TASK BRIEF ▸ Quote the following page on function design for scientific code in full, word for word.

EXTRACT ▸
--*--

Function Design for Scientific Code
Why Function Design Matters in Scientific Computing
Scientific code is often written as a long script: load data, transform, compute, plot. This works for one-off explorations but falls apart when you need to:
- Re-run with different parameters (e.g., sweep over regularization strengths)
- Test individual components (unit tests on a 500-line script?)
- Share code with collaborators who use different data
Well-designed functions are the first step toward reusable, testable, composable scientific software. This section covers the patterns that make functions robust in production research code.
Definition: Pure Function
Pure Function
A pure function is a function that:
- Always returns the same output for the same input (deterministic)
- Has no side effects β it does not modify external state, write to files, print to stdout, or mutate its arguments
# Pure: depends only on inputs, no side effects
def normalize(x: np.ndarray) -> np.ndarray:
return (x - x.mean()) / x.std()
# Impure: modifies the input array in place
def normalize_inplace(x: np.ndarray) -> None:
x -= x.mean()
x /= x.std()
Pure functions are easier to test, parallelize, and reason about. In scientific code, prefer pure functions for data transformations and reserve side effects for I/O boundaries.
Definition: First-Class Functions
First-Class Functions
In Python, functions are first-class objects: they can be assigned to variables, stored in data structures, passed as arguments, and returned from other functions.

--*--

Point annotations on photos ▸
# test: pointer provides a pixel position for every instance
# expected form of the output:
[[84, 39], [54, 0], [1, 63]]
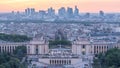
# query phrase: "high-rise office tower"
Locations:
[[69, 12], [29, 11], [62, 12], [87, 15], [76, 11], [51, 12], [101, 13], [42, 13]]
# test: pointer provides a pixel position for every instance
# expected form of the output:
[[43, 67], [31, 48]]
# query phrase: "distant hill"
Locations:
[[14, 38]]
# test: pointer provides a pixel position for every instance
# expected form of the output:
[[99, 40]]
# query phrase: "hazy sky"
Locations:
[[83, 5]]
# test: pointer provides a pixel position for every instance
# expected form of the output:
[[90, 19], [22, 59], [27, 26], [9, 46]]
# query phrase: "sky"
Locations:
[[83, 5]]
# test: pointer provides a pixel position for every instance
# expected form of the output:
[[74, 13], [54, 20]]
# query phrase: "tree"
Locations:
[[110, 59], [20, 51]]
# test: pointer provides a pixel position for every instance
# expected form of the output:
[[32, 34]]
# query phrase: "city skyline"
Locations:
[[83, 6]]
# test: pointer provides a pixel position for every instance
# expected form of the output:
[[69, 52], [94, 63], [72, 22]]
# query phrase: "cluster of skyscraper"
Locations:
[[62, 12]]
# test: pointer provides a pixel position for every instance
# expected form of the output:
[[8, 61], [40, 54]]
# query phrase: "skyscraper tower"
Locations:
[[29, 11], [51, 12], [62, 12], [101, 13], [76, 11], [69, 12]]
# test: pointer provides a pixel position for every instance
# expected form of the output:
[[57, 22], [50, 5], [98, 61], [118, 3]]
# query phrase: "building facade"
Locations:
[[78, 56]]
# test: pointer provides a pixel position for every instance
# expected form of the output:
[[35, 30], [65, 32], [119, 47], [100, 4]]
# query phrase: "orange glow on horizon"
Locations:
[[84, 6]]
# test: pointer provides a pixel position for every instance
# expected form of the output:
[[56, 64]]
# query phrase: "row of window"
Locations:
[[60, 62], [7, 48]]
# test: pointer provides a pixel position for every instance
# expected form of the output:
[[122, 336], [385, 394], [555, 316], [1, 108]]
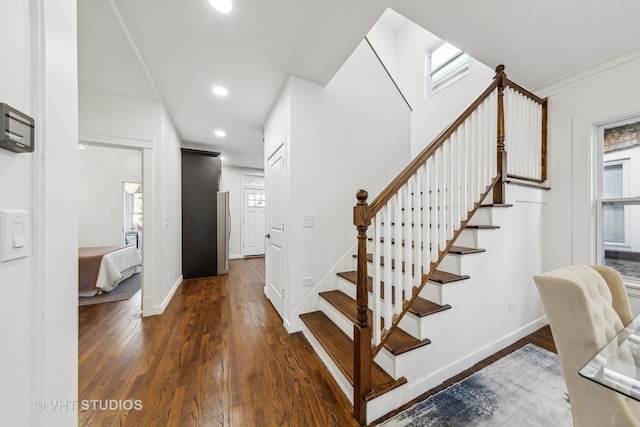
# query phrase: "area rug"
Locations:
[[524, 388], [125, 290]]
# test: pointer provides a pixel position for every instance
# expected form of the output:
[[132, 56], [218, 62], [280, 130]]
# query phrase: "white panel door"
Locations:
[[253, 229], [275, 255]]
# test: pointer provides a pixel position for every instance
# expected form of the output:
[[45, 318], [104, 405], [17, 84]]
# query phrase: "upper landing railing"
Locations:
[[419, 215]]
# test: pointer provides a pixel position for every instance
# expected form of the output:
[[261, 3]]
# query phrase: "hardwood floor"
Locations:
[[218, 356]]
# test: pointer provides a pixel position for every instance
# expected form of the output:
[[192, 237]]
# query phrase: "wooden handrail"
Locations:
[[518, 88], [413, 167], [543, 142], [363, 213], [388, 73]]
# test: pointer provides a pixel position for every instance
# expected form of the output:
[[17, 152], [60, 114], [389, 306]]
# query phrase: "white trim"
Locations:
[[589, 73], [159, 309], [100, 138]]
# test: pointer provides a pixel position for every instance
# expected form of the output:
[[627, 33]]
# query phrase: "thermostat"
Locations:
[[16, 130]]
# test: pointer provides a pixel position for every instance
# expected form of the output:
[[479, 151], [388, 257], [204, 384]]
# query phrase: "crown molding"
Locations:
[[590, 73]]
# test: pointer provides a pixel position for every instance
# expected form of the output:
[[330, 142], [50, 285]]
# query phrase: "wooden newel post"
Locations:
[[499, 189], [361, 330]]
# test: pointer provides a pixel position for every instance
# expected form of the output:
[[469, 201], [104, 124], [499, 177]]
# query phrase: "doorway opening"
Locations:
[[253, 214], [110, 224]]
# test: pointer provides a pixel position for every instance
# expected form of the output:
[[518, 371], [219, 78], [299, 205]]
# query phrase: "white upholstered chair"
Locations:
[[587, 306]]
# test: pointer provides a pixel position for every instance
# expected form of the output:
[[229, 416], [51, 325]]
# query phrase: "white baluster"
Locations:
[[409, 243], [377, 274], [388, 255], [417, 228], [397, 282]]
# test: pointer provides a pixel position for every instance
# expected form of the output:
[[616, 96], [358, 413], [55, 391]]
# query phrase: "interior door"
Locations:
[[254, 222], [275, 186]]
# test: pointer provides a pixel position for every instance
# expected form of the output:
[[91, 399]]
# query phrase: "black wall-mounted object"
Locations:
[[200, 172], [16, 130]]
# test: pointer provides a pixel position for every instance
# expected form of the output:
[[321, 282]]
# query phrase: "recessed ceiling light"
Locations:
[[223, 6], [220, 91]]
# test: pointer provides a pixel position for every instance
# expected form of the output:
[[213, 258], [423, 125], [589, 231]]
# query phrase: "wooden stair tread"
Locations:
[[496, 205], [444, 277], [399, 342], [420, 307], [340, 348], [461, 250]]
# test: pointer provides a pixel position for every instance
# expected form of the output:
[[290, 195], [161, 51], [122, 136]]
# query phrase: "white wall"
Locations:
[[115, 119], [577, 104], [16, 192], [351, 134], [404, 52], [101, 174], [38, 312], [431, 115], [231, 181], [167, 216]]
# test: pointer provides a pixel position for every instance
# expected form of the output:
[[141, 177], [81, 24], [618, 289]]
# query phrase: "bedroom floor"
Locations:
[[218, 356]]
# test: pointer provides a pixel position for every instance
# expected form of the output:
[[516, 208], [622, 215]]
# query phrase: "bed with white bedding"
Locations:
[[101, 269]]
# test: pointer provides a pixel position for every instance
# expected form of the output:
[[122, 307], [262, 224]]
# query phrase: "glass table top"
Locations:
[[617, 365]]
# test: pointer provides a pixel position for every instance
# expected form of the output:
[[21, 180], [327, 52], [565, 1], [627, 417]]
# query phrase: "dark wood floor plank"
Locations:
[[218, 356]]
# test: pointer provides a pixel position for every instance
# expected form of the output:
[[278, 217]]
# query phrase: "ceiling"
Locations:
[[176, 51]]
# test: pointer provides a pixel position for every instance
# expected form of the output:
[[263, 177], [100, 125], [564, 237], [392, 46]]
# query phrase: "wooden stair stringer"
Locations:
[[338, 347]]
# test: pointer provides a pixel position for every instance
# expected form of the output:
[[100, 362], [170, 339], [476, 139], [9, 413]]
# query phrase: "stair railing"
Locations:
[[419, 215]]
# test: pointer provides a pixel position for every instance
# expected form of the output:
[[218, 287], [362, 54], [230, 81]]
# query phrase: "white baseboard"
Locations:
[[432, 380], [159, 309]]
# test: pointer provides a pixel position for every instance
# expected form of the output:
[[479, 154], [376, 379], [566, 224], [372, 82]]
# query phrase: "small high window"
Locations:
[[446, 64]]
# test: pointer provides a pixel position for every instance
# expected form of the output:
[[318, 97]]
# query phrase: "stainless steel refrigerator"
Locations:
[[224, 232]]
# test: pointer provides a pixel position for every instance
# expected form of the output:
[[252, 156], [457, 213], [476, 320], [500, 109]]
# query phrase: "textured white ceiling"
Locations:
[[187, 47]]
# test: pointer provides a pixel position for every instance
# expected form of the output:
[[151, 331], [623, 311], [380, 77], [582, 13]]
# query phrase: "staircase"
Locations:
[[373, 328]]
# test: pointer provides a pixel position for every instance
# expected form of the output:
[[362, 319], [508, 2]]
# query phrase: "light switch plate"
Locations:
[[15, 238], [308, 221]]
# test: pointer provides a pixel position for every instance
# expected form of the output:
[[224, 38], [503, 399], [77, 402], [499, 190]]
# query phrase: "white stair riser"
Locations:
[[483, 216], [342, 381], [443, 293], [337, 317], [476, 238], [410, 321], [423, 327], [459, 264]]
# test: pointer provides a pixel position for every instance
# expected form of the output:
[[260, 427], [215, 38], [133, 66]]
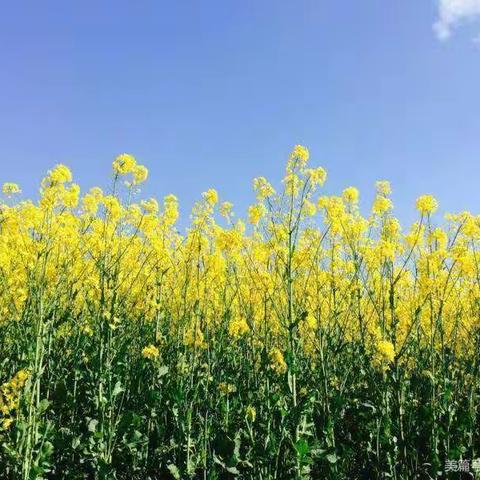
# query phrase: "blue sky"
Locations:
[[214, 93]]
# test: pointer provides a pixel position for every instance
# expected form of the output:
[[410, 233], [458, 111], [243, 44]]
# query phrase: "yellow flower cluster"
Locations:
[[301, 252], [150, 352]]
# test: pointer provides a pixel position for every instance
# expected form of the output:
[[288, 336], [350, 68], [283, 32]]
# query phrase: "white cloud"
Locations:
[[451, 13]]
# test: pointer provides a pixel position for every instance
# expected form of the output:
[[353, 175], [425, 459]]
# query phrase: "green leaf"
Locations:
[[174, 471]]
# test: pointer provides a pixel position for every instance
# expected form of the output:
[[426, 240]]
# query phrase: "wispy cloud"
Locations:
[[452, 13]]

--*--

REPLY TO THE TASK ▸
Function Design for Scientific Code
Why Function Design Matters in Scientific Computing
Scientific code is often written as a long script: load data, transform, compute, plot. This works for one-off explorations but falls apart when you need to:
- Re-run with different parameters (e.g., sweep over regularization strengths)
- Test individual components (unit tests on a 500-line script?)
- Share code with collaborators who use different data
Well-designed functions are the first step toward reusable, testable, composable scientific software. This section covers the patterns that make functions robust in production research code.
Definition: Pure Function
Pure Function
A pure function is a function that:
- Always returns the same output for the same input (deterministic)
- Has no side effects β it does not modify external state, write to files, print to stdout, or mutate its arguments
# Pure: depends only on inputs, no side effects
def normalize(x: np.ndarray) -> np.ndarray:
return (x - x.mean()) / x.std()
# Impure: modifies the input array in place
def normalize_inplace(x: np.ndarray) -> None:
x -= x.mean()
x /= x.std()
Pure functions are easier to test, parallelize, and reason about. In scientific code, prefer pure functions for data transformations and reserve side effects for I/O boundaries.
Definition: First-Class Functions
First-Class Functions
In Python, functions are first-class objects: they can be assigned to variables, stored in data structures, passed as arguments, and returned from other functions.